All records are to be reproduced verbatim, with images omitted.

**** TASK INPUTS

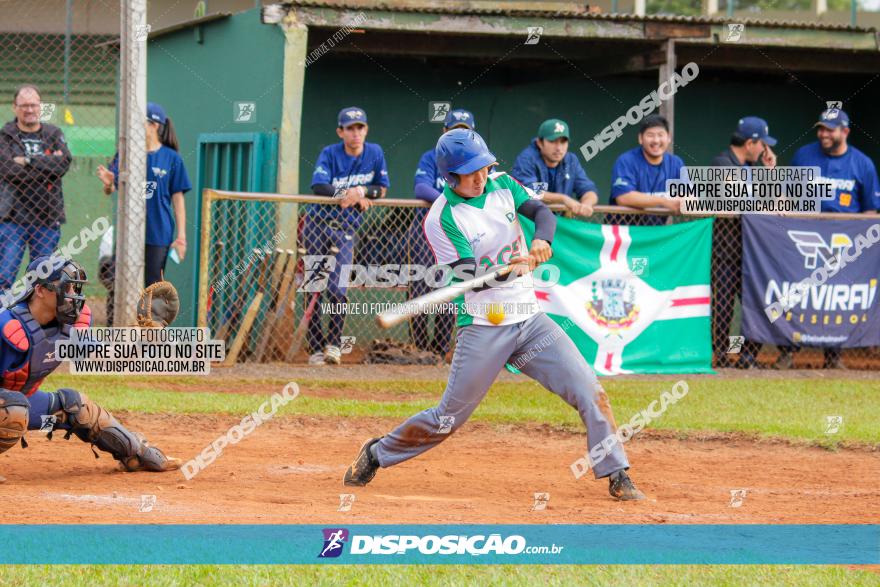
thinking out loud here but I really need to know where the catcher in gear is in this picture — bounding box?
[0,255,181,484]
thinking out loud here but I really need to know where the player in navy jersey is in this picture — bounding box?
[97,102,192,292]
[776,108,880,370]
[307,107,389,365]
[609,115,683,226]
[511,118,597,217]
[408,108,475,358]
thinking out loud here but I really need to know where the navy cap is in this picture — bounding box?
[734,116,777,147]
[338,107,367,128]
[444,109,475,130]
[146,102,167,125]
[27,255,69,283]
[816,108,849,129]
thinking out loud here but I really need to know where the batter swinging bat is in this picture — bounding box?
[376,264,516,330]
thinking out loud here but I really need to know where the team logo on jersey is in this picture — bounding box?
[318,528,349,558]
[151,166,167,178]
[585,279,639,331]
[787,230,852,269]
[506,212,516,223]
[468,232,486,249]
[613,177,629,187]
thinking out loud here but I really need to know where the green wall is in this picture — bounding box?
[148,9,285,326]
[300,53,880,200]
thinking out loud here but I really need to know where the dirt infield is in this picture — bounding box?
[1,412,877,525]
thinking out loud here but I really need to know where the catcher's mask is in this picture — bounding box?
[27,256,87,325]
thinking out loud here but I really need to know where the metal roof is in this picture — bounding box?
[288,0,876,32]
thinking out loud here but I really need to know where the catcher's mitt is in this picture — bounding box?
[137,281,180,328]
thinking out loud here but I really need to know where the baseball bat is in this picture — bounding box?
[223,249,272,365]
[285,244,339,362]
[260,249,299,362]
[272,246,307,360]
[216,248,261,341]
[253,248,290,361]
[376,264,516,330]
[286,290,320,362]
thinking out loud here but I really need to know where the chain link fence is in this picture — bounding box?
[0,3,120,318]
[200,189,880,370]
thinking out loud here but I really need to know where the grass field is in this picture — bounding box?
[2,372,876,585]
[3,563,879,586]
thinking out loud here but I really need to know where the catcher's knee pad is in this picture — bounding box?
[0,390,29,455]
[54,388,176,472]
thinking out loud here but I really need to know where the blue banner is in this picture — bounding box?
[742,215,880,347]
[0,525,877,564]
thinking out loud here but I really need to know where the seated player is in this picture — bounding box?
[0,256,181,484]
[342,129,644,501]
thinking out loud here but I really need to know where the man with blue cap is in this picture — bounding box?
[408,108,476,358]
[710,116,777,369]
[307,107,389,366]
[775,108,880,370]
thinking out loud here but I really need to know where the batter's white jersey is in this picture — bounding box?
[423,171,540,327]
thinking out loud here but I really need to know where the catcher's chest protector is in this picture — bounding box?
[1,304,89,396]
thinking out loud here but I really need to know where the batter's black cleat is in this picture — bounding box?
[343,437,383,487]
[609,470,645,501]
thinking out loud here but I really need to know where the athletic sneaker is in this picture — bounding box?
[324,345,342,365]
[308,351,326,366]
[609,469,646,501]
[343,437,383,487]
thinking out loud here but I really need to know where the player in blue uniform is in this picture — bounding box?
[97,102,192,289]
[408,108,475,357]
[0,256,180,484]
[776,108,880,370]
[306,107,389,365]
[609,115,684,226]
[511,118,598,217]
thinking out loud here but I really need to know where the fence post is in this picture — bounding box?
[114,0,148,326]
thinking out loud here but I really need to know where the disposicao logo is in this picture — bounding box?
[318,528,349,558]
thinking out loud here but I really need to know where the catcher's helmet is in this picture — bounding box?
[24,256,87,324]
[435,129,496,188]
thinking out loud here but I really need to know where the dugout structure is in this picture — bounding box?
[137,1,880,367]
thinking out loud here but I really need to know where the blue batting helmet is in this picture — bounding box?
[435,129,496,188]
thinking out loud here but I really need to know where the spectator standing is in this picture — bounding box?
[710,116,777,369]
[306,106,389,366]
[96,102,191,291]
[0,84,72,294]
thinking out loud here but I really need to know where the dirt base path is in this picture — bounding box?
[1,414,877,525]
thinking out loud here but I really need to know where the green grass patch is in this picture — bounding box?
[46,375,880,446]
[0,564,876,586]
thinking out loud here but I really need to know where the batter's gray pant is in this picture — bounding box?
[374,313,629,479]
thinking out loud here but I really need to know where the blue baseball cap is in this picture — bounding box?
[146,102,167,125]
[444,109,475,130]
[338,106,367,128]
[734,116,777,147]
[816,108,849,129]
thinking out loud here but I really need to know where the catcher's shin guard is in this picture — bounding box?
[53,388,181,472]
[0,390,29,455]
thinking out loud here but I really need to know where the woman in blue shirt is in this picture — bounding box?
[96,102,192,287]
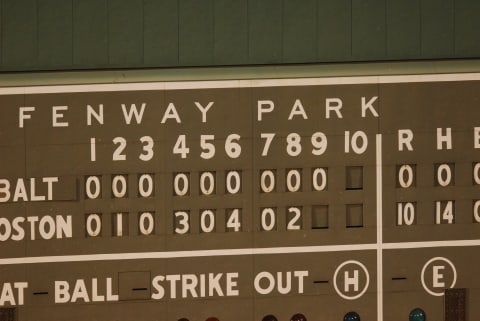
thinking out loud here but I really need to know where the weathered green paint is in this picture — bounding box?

********

◆ **ANSWER BOX**
thinking out loud here but I really need to know where the catcher in gear is in this picture — bounding box?
[0,255,181,484]
thinking out loud here but I really need to know where the player in navy jersey is in this picture — bounding box?
[97,102,192,292]
[776,108,880,370]
[307,107,389,365]
[609,115,683,226]
[511,118,597,217]
[408,108,475,358]
thinking out loud here but I really need to know where the navy cap is in this picture — bounding box?
[734,116,777,147]
[338,107,367,128]
[444,109,475,130]
[146,102,167,125]
[27,255,69,283]
[816,108,849,129]
thinking out loud here but I really need to know where the batter swinging bat is in this picture — bounding box?
[376,264,516,330]
thinking out loud here but I really need to know where the team logo on jersey is in this picture — bounding box?
[318,528,349,558]
[151,166,167,178]
[585,279,639,331]
[787,230,852,269]
[506,212,516,223]
[468,232,486,249]
[613,177,629,187]
thinking out loud here but I really need to know where the green wall is in this picture — bounding box?
[148,9,285,326]
[300,53,880,200]
thinking out loud here but I really need to know where the dirt infield is in this picture — bounding box?
[1,412,877,525]
thinking out loud here but I really need to know where the catcher's mask is in this picture — bounding box?
[27,256,87,325]
thinking out loud here but I really need to know where the metal roof is in this picture — bounding box?
[288,0,876,32]
thinking out loud here but I really need to know where the catcher's mitt is in this picture — bounding box?
[137,281,180,328]
thinking out loud here but I really need to know where the baseball bat is in this picture — bounding box?
[223,249,272,365]
[285,244,339,362]
[260,249,299,362]
[272,246,307,360]
[216,248,261,341]
[253,248,290,361]
[376,264,516,330]
[286,290,320,362]
thinking out loud here but I really need to know where the chain link fence is in this picture — bounding box?
[0,3,120,318]
[200,189,880,370]
thinking out loud here but I really need to know where the grass field is in this picture — bounding box?
[2,372,876,585]
[3,563,879,586]
thinking out loud here but I really need to know where the catcher's knee pad is in this picture — bounding box?
[0,390,29,455]
[54,388,176,472]
thinking out loud here but I really need to know where the blue banner is in this picture — bounding box?
[742,215,880,347]
[0,525,877,564]
thinking out loud here but I really need to know where the seated player is in this picture — bounding box?
[0,256,181,484]
[342,129,644,501]
thinking out loud here but I really need to know where the man with blue cap is in this picture — bounding box?
[408,108,476,358]
[710,116,777,369]
[307,107,389,366]
[775,108,880,370]
thinking out loud here but I really need to know where the batter's white jersey is in this picture — bounding box?
[423,171,540,327]
thinking out loud here but I really need to know where the catcher's chest protector is in this picture — bounding box?
[1,304,89,396]
thinking out loud here but I really need to know where the batter's black cleat is in this picture — bounding box?
[343,437,383,487]
[609,470,645,501]
thinking out loud here but I really need to know where the athletic sneaker is in this picture — bounding box?
[324,345,342,365]
[308,351,326,366]
[609,469,646,501]
[343,437,383,487]
thinking out loud here but I really need to know where the player in blue uniform is in this picture — bounding box?
[97,102,192,289]
[408,108,475,357]
[0,256,180,484]
[776,108,880,370]
[306,107,389,365]
[609,115,684,226]
[511,118,598,217]
thinking out loud here but I really need to know where the fence post is in this picture — bounding box?
[114,0,148,326]
thinking out loud here but I really need to know where the disposicao logo is in this picture — bounding box?
[318,528,349,558]
thinking out loud here but I really need to know where the catcher's helmet is in this picture — bounding box?
[24,256,87,324]
[435,129,496,188]
thinking out loud here but I really need to know where the dugout structure is in this picture — bounding box?
[137,1,880,367]
thinking out loud here but I really need to know where the blue batting helmet is in this picture — bounding box?
[435,129,496,188]
thinking out loud here but I really need to know where the spectator standing is in this picture — bounding box?
[710,116,777,369]
[306,106,389,366]
[96,102,191,291]
[0,84,72,294]
thinking out loud here but I really need to know where the dirt base path is in this picture — bounding box?
[1,414,877,525]
thinking out loud here but I really need to know where the green grass patch is in this picture — bounding box?
[46,375,880,446]
[0,564,876,586]
thinking out loud here but I really need to know where the batter's gray pant is in this picture — bounding box?
[374,313,629,479]
thinking out loud here but I really need to know where the blue baseball cap is in this picture — bounding box?
[146,102,167,125]
[444,109,475,130]
[338,106,367,128]
[734,116,777,147]
[816,108,849,129]
thinking out loud here but I really need to know where the catcher's shin guard is in this picture — bounding box?
[53,388,181,472]
[0,390,29,455]
thinking out loud here but I really need to know where the woman in blue shirt is in this picture — bounding box?
[96,102,192,287]
thinking out loud here but I really need to know where the weathered green paint is in this picture — bounding box?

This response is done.